_Given instruction:_ Copy out every line of the items below, requests included, and raise each coordinate in the recorded points by 22. Leave the pictures out of your answer.

_Supplied data:_
-*-*-

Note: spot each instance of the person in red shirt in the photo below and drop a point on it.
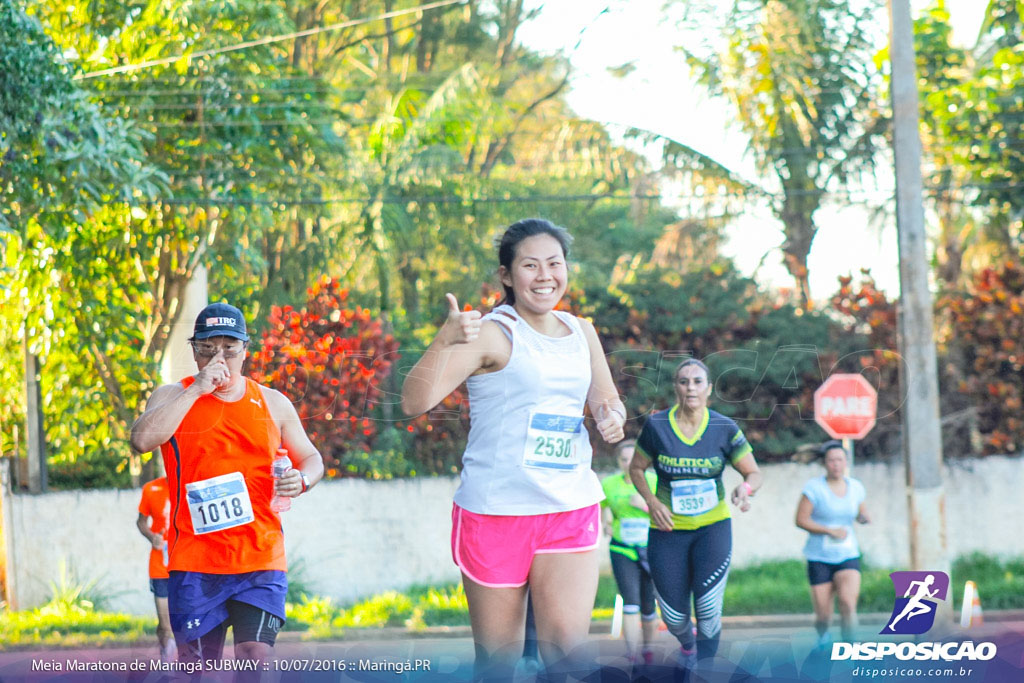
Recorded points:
(154, 510)
(219, 432)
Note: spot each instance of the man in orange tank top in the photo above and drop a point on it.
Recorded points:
(218, 432)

-*-*-

_Answer to this problem:_
Note: spot each instance of the person in red shirt in the photo below and drop a point on it.
Recorded points:
(176, 532)
(241, 454)
Note: spot each instance of the man in orange tank top in the photo above and drop a point on it.
Recorded points:
(240, 454)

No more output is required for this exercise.